### Assignment
Among the lines below, copy exactly those from the one with "Query: racing tyre" through the one with "like [432, 238].", counting both ends.

------ The records ------

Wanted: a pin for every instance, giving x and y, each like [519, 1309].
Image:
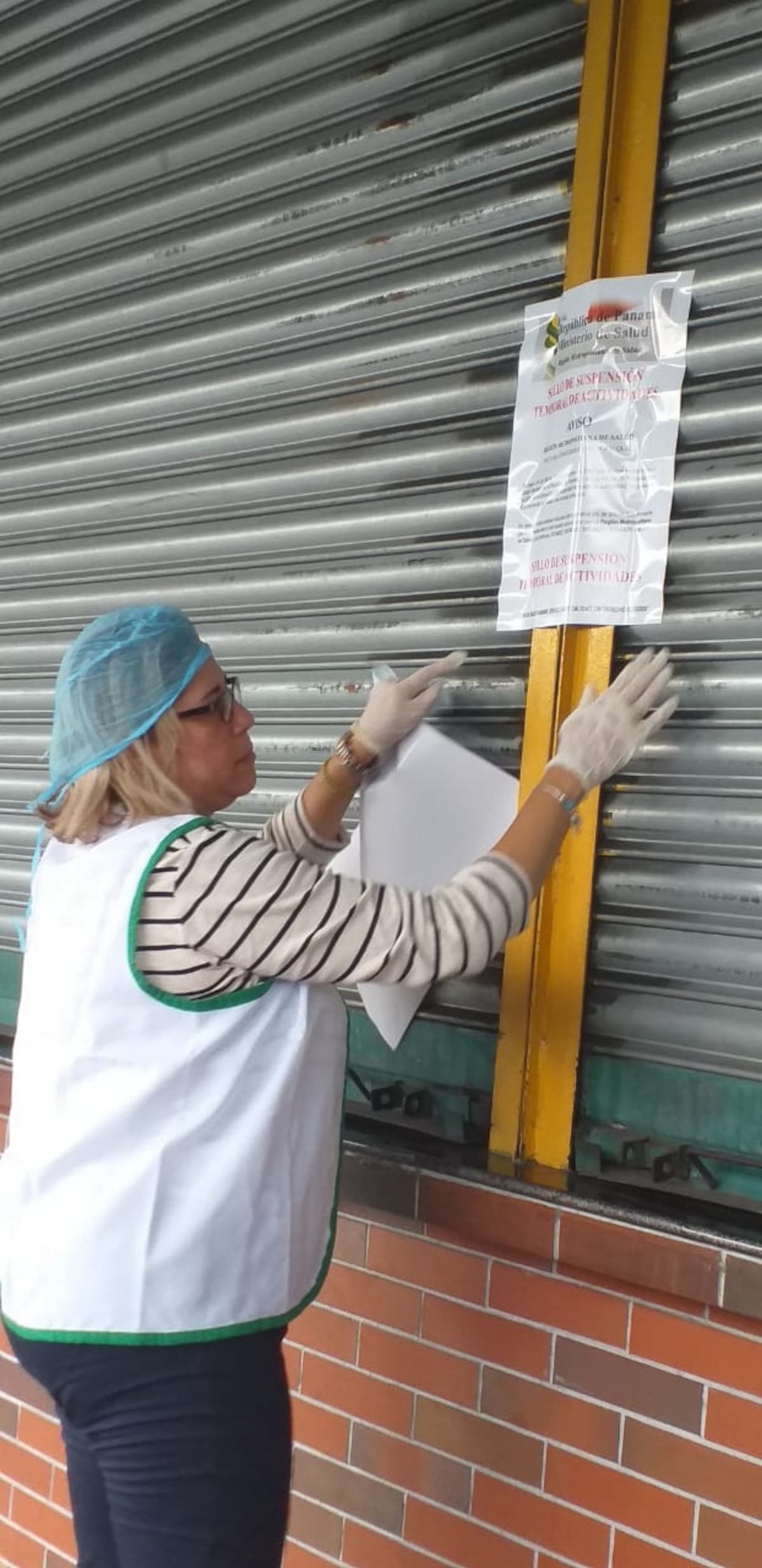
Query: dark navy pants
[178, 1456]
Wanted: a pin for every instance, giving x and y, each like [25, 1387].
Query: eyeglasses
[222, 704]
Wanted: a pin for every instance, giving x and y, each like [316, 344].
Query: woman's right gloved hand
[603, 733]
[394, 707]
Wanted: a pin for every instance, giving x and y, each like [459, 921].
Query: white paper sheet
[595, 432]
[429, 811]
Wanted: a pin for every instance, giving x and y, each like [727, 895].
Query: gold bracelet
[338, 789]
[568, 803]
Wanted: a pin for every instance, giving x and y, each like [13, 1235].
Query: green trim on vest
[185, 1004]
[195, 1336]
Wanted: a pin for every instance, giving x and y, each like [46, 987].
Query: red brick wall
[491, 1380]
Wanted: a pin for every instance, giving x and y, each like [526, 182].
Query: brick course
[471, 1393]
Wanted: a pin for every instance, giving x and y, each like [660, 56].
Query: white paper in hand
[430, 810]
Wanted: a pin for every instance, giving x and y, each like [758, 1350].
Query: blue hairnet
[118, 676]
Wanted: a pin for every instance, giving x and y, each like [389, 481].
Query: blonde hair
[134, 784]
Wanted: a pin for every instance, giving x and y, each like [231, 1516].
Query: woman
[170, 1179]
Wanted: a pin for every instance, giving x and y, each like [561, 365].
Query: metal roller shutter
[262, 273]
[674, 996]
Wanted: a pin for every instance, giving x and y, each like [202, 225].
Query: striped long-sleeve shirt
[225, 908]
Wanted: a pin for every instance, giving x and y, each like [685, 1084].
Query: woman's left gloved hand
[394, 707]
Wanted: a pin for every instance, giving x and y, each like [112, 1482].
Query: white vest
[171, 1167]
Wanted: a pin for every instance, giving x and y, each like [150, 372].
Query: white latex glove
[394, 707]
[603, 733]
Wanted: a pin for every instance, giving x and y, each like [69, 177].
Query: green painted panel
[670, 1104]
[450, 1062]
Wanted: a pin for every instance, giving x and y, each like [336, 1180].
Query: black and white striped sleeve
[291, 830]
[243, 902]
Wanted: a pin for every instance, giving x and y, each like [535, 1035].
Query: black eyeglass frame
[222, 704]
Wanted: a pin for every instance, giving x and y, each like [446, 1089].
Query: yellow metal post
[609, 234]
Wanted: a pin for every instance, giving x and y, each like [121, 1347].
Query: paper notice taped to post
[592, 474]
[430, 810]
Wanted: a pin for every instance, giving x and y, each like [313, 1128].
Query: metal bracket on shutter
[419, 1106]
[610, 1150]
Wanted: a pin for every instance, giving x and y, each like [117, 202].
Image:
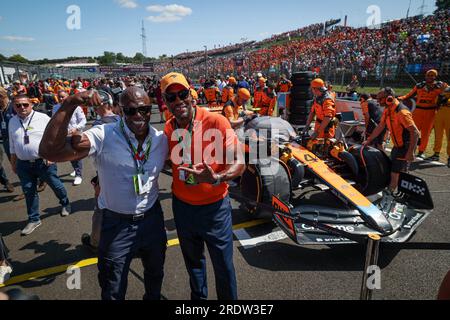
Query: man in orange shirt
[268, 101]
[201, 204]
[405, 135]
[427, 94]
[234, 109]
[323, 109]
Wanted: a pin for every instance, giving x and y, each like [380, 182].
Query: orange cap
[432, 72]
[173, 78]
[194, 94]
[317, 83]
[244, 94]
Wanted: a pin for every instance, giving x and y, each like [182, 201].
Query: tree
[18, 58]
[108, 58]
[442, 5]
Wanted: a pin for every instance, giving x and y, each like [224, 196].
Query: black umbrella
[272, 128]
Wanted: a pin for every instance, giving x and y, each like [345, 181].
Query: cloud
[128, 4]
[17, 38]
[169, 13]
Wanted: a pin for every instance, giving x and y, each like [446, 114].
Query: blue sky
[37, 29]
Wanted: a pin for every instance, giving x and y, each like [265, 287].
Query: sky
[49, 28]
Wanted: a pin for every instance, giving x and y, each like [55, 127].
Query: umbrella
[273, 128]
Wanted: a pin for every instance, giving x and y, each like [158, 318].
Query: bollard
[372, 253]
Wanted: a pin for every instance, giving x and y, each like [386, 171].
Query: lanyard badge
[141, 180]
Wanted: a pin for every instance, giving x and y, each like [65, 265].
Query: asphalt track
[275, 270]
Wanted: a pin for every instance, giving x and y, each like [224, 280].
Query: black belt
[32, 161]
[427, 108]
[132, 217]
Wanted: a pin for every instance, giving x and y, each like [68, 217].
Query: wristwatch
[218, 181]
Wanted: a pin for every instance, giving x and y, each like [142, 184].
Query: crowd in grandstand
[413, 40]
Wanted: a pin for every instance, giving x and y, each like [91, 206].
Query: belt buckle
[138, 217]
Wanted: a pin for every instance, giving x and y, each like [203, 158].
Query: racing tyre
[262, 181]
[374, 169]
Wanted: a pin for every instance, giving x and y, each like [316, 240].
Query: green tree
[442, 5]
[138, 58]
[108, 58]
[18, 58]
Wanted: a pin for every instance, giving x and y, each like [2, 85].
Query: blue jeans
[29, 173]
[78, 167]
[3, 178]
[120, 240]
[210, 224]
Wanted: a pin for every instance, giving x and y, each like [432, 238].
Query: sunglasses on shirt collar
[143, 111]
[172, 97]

------
------ The records ------

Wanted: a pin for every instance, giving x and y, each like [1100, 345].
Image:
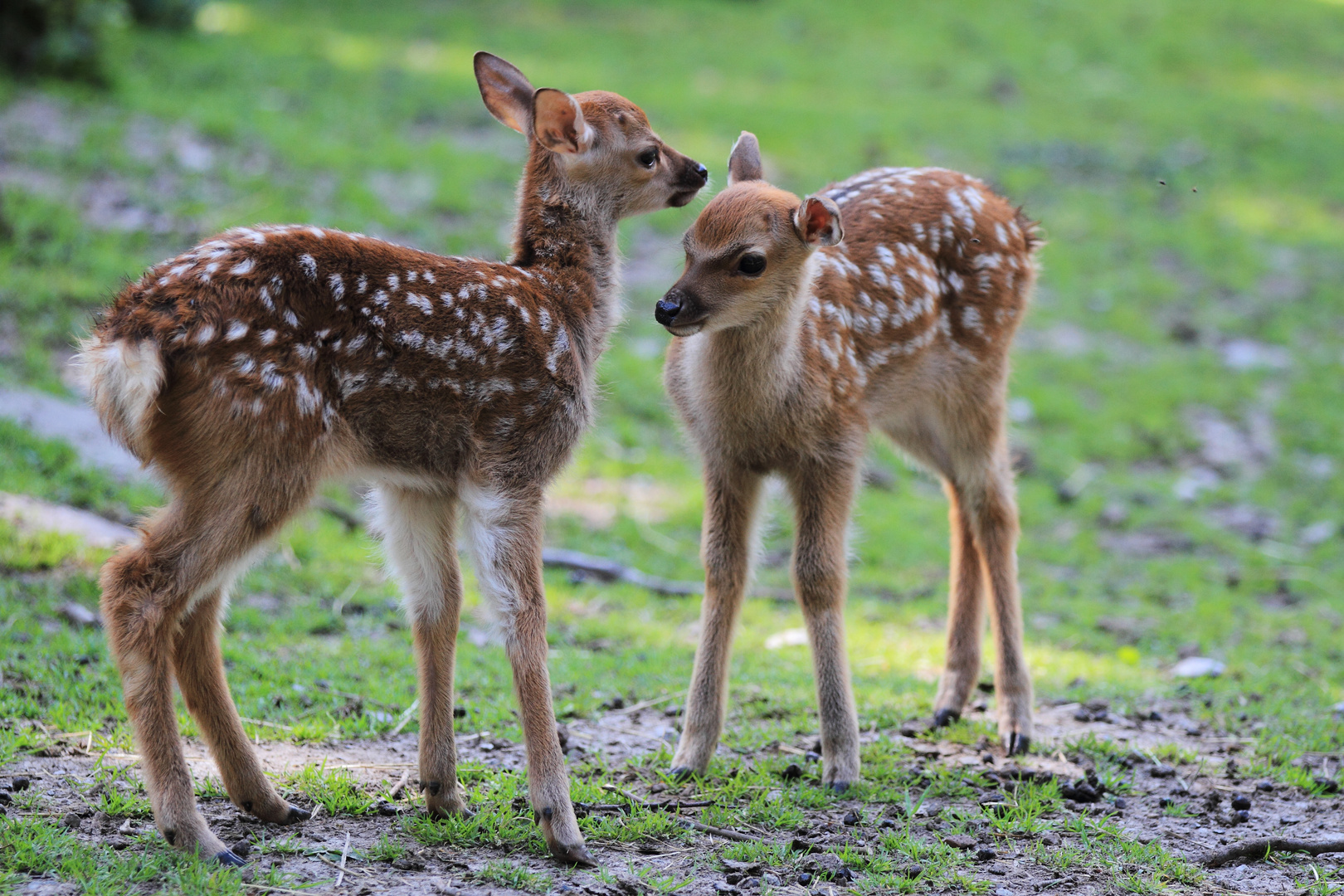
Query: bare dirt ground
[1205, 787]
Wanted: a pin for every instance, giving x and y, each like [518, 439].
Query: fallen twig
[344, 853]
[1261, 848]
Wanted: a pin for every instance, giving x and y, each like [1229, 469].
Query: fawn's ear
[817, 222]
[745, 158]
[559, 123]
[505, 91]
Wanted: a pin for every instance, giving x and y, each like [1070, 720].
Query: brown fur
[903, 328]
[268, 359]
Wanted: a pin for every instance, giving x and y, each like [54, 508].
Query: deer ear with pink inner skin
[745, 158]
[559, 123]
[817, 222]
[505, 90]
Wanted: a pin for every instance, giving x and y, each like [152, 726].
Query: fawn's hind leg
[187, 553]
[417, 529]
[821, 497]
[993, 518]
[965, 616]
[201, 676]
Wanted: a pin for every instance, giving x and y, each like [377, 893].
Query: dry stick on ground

------

### Solution for this exercise
Query: racing tyre
[262, 181]
[374, 169]
Wanted: a pin for every instance, giving x and y, each like [316, 240].
Query: green tree
[442, 5]
[138, 58]
[108, 58]
[18, 58]
Wanted: a pin for every instance, giving x and y, each like [2, 85].
Query: blue jeans
[29, 173]
[78, 167]
[3, 178]
[120, 240]
[210, 224]
Wanted: a pin for every instance, giving x and y, each like [432, 238].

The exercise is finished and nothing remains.